Begin

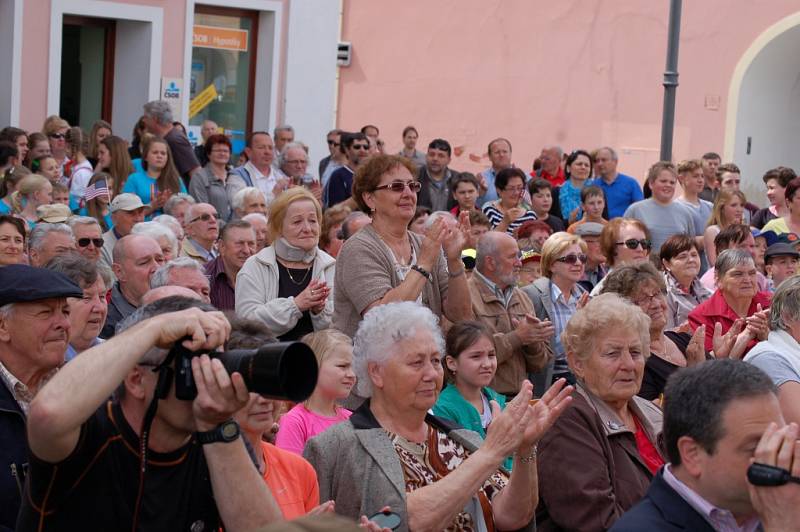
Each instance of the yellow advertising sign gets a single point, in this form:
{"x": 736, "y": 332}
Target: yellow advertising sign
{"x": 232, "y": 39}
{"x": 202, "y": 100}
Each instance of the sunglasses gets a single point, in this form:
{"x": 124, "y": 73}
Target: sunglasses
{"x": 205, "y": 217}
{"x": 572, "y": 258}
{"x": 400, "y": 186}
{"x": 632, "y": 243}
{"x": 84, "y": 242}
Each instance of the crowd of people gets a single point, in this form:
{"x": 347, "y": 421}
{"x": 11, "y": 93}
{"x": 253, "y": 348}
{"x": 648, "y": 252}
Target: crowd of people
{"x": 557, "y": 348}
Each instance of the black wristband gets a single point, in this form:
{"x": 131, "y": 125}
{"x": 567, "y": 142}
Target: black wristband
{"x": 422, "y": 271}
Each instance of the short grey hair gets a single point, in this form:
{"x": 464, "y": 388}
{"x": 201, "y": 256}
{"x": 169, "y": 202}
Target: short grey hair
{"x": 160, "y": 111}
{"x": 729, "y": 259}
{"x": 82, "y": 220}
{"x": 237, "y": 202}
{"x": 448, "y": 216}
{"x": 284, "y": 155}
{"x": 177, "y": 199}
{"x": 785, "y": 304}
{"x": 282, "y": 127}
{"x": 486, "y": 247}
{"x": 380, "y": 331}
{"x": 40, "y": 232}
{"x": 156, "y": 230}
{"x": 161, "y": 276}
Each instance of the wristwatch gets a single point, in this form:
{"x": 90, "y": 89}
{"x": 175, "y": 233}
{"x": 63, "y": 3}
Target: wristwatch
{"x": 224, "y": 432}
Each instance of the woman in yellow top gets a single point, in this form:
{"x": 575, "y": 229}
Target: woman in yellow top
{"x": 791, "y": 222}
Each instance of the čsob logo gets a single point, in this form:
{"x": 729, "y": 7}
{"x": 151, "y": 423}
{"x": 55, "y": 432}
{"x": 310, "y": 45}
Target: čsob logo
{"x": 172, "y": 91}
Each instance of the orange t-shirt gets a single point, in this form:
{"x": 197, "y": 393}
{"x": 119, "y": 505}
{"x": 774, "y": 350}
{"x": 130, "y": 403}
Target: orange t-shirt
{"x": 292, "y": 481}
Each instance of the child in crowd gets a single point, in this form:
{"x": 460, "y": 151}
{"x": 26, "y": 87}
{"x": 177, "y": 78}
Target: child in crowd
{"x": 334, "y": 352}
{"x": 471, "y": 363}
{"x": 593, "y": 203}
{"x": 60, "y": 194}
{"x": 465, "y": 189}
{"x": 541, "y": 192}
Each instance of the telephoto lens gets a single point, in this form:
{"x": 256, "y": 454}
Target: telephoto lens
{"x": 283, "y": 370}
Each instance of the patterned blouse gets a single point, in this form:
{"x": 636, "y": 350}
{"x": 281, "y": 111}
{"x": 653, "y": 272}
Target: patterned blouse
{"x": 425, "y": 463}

End
Begin

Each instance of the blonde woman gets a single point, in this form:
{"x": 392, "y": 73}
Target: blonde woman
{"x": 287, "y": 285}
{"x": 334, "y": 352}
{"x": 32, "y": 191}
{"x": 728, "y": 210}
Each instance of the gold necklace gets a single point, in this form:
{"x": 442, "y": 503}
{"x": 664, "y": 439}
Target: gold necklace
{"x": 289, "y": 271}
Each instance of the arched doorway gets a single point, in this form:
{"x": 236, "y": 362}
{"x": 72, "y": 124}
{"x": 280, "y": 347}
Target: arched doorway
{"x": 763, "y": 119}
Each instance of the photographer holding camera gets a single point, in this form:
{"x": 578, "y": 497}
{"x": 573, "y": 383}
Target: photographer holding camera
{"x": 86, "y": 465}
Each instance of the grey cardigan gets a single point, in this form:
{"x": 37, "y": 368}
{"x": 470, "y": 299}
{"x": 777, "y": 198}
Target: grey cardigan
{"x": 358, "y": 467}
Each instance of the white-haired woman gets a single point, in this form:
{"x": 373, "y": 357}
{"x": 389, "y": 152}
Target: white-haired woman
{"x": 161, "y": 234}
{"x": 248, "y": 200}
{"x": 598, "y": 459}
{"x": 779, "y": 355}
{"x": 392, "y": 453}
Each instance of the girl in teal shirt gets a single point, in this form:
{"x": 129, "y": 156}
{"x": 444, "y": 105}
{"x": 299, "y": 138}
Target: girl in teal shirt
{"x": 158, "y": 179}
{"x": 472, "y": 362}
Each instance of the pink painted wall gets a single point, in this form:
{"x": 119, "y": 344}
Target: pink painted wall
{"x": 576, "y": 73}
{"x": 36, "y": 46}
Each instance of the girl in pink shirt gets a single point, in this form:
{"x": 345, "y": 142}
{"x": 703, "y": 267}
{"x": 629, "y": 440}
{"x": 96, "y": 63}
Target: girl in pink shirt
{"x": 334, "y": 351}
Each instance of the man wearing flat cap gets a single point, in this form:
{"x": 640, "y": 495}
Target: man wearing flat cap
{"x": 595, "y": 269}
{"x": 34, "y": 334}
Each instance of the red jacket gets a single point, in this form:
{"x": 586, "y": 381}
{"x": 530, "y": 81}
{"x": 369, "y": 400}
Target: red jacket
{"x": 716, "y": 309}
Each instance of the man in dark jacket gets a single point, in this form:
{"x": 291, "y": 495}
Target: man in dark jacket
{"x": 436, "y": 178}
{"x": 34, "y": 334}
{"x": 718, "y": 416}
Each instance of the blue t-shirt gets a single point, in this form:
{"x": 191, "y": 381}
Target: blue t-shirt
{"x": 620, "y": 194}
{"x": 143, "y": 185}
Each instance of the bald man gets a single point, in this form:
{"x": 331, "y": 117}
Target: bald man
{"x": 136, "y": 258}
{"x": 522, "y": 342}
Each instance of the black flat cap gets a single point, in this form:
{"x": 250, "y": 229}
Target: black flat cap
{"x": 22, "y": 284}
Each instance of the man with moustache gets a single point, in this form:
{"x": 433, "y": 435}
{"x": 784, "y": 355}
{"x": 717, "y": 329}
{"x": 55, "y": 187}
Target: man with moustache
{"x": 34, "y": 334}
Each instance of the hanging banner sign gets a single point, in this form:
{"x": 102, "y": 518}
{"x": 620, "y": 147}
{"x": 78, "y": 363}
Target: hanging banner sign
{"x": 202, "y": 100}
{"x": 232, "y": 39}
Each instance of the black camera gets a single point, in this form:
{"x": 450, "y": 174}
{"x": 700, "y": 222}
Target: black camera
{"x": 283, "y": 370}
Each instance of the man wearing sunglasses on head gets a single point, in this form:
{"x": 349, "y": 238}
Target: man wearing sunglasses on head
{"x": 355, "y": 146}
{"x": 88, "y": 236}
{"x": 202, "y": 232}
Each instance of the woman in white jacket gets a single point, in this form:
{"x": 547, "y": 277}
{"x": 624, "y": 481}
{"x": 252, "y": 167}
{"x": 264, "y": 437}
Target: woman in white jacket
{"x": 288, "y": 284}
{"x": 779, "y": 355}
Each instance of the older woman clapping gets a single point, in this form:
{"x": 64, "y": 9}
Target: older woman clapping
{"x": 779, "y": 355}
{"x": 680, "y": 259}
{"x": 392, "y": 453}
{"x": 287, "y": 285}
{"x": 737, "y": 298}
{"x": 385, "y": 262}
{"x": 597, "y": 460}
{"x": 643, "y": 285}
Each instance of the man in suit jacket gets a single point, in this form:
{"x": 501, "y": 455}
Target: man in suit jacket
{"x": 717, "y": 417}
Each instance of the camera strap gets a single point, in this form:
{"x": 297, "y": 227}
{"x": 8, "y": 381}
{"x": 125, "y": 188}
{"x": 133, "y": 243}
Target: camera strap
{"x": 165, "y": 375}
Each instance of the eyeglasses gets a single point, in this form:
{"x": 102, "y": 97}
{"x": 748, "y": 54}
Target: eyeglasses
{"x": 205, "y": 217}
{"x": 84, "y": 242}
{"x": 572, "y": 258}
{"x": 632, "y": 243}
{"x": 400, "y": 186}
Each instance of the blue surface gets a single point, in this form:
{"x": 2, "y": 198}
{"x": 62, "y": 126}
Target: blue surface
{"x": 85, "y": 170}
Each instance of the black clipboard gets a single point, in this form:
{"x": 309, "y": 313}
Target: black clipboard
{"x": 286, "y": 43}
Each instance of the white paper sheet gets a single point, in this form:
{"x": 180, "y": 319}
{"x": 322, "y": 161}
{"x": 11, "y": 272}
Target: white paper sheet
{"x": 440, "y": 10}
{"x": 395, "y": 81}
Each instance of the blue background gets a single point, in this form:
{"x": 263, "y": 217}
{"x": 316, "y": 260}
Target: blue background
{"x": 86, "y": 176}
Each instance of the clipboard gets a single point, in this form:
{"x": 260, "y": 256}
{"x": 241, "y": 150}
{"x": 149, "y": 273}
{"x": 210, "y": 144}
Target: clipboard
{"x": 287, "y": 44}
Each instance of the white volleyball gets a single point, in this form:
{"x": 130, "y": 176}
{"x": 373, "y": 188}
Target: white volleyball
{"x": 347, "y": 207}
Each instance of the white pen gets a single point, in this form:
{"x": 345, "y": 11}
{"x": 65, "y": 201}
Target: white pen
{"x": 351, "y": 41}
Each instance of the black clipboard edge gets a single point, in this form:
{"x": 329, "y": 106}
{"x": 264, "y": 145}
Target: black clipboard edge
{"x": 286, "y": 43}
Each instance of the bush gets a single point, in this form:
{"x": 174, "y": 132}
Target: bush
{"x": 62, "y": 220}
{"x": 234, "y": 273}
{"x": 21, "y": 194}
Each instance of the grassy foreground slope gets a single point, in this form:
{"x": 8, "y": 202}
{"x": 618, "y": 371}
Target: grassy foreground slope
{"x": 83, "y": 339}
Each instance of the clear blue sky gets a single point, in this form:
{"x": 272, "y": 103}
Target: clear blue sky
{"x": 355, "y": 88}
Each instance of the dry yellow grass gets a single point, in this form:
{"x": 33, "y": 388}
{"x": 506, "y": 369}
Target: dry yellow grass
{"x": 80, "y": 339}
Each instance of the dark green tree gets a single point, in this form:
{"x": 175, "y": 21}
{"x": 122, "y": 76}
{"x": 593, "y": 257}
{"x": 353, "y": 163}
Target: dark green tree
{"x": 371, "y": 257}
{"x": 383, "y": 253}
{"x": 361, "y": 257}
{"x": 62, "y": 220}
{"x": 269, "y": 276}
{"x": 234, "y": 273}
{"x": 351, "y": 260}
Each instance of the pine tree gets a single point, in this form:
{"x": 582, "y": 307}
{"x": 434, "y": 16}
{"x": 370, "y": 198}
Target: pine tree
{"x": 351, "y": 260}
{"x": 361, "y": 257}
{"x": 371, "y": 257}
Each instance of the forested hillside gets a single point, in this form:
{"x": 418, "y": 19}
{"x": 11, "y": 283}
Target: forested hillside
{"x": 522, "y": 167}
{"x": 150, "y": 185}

End

What to do: How many lines in the rows above contain the word "camera"? Give only the number.

Reply to the exercise: 6